> [Teks yang Ditampilkan]:
● ● ●

Khalid Shabazz adalah satu dari lima pembimbing rohani muslim yang bertugas di basis militer AS di Eropa. Perjalanan hidup lelaki asal Alexandria itu, sampai menjadi seorang da’i yang memberikan bimbingan rohani bagi para prajurit AS di Eropa, cukup unik. Ia adalah seorang mualaf yang tekun mempelajari dan memperdalam Islam hingga dipercaya menjadi ustaz.
Nama aslinya adalah Michael Barnes, lulusan perguruan tinggi Jarvis Christian College, menganut aliran Kristen Lutheran. Sebelum bergabung dengan kemiliteran, Ia bekerja di jaringan pertokoan terkemuka di Baton Rouge dengan penghasilan 67 USD per minggu.
“Saat itu, istri saya sedang mengandung anak kedua. Saya harus melakukan sesuatu untuk hidup saya. Saya menemui tenaga rekrutmen dan akhirnya bergabung dengan kemiliteran. Saya masuk ke bagian artileri. Masuk ke kemiliteran adalah hal terbaik dalam kehidupan saya,” ujar Shabazz.

● ● ●

> [Informasi yang Ditampilkan]:
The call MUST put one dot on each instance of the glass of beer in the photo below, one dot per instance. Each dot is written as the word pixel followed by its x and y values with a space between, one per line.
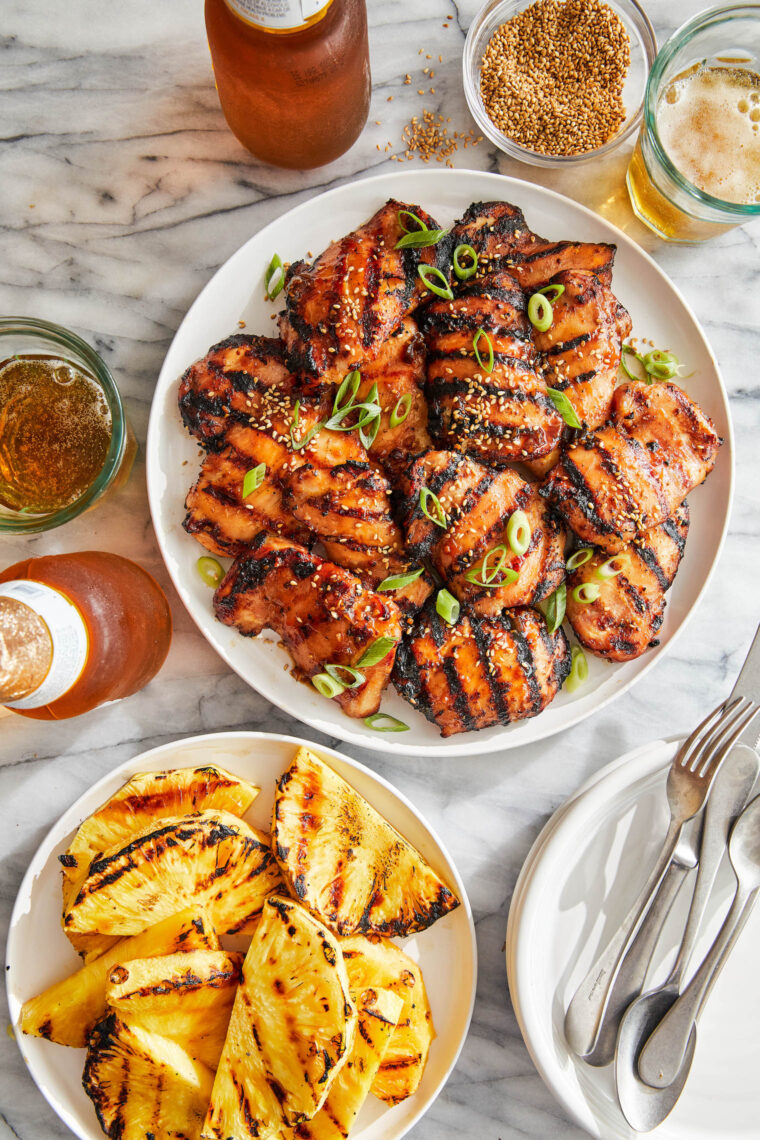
pixel 695 171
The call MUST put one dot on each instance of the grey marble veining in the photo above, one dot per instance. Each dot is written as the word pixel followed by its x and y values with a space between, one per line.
pixel 122 193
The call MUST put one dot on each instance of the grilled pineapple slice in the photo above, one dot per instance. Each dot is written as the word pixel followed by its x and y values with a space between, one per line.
pixel 343 861
pixel 144 1085
pixel 145 798
pixel 378 1014
pixel 292 1027
pixel 383 965
pixel 185 996
pixel 211 861
pixel 67 1011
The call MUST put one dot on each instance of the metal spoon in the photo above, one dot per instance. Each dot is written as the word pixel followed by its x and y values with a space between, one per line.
pixel 644 1107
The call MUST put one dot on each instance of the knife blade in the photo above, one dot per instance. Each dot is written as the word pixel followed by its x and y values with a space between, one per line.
pixel 748 684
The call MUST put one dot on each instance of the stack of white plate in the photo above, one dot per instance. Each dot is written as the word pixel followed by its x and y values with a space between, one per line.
pixel 574 889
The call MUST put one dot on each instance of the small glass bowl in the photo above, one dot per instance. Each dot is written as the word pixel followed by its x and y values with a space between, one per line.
pixel 24 335
pixel 643 49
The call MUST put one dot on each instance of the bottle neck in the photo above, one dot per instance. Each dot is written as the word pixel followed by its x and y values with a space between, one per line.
pixel 43 644
pixel 279 15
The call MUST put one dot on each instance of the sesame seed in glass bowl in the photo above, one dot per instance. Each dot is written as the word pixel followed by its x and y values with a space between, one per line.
pixel 557 82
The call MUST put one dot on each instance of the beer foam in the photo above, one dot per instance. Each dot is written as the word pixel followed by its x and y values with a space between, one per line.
pixel 709 123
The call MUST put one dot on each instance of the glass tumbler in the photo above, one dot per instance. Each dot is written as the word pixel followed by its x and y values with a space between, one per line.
pixel 661 195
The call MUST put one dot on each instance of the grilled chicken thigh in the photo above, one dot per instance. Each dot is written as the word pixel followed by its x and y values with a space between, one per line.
pixel 341 309
pixel 323 613
pixel 399 372
pixel 623 620
pixel 481 672
pixel 477 503
pixel 500 236
pixel 634 473
pixel 237 379
pixel 503 415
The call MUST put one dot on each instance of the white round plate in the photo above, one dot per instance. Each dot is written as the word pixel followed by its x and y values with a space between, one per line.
pixel 573 890
pixel 236 293
pixel 39 953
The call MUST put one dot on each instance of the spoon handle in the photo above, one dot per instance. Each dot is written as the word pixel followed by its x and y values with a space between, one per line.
pixel 585 1012
pixel 662 1055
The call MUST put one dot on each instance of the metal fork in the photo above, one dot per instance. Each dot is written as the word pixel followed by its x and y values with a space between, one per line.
pixel 689 779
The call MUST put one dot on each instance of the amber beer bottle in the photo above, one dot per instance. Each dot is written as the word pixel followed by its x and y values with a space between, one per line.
pixel 78 630
pixel 292 75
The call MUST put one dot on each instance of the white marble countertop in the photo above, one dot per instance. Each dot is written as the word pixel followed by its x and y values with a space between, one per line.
pixel 122 193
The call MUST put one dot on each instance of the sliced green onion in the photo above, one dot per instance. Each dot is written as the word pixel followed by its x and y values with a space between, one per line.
pixel 439 514
pixel 421 239
pixel 563 406
pixel 299 444
pixel 578 669
pixel 356 678
pixel 540 312
pixel 447 607
pixel 554 608
pixel 407 213
pixel 427 271
pixel 210 570
pixel 382 722
pixel 586 593
pixel 579 559
pixel 401 410
pixel 253 479
pixel 519 531
pixel 464 273
pixel 487 367
pixel 553 291
pixel 489 578
pixel 399 581
pixel 274 266
pixel 375 652
pixel 350 385
pixel 609 570
pixel 326 685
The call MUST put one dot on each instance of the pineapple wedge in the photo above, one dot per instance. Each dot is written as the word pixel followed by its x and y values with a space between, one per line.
pixel 385 966
pixel 292 1027
pixel 343 861
pixel 145 798
pixel 67 1011
pixel 378 1014
pixel 144 1085
pixel 185 996
pixel 211 861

● ● ●

> [Yang Dikerjakan]:
1. Bisakah Anda mengutip persis bagian teks tentang Khalid Shabazz dari "Nama aslinya adalah" sampai "USD per minggu."?
2. Bagaimana kelanjutan teks tentang Khalid Shabazz setelah kalimat terakhirnya? Tuliskan lanjutannya.

> [Jawaban yang Diharapkan]:
1.
Nama aslinya adalah Michael Barnes, lulusan perguruan tinggi Jarvis Christian College, menganut aliran Kristen Lutheran. Sebelum bergabung dengan kemiliteran, Ia bekerja di jaringan pertokoan terkemuka di Baton Rouge dengan penghasilan 67 USD per minggu.

2.
Sebagai seorang prajurit artileri, Shabazz hidup prihatin. Tidur di tempat yang kondisinya sangat buruk, disumpahi, dibentak-bentak, tapi itu semua justru mendewasakannya sebagai manusia dan menjadi titik awal ia mengkaji ulang kehidupan religiusnya.
Suatu hari, Shabazz yang waktu itu belum masuk Islam bertanya pada seorang prajurit yang muslim tentang konsep-konsep ajaran Islam. Shabazz terpesona dengan respon dari prajurit muslim itu dan memutuskan untuk mempelajari agama Islam.
Selama dua tahun Shabazz menekuni agama Islam, dan dalam perjalanananya mempelajari Islam, ia memutuskan untuk menjadi staf di kemiliteran. “Saya masuk sekolah staf militer, karena saya ingin keluar dari pasukan artileri,” ujarnya.
Dalam kurun waktu dua tahun itu pula, Shabazz memutuskan untuk mengucapkan dua kalimat syahadat dan menjadi seorang muslim. Ia pun mengganti nama Michael Barnes menjadi Khalid Shabazz. Ujian pertamanya setelah menjadi seorang muslim adalah, ketika ia ditolak untuk meningkatkan skornya agar bisa masuk ke Sekolah Kandidat Opsir. Keislaman dan rutinitas Shabazz menunaikan salat Jumat, menjadi alasan penolakan itu.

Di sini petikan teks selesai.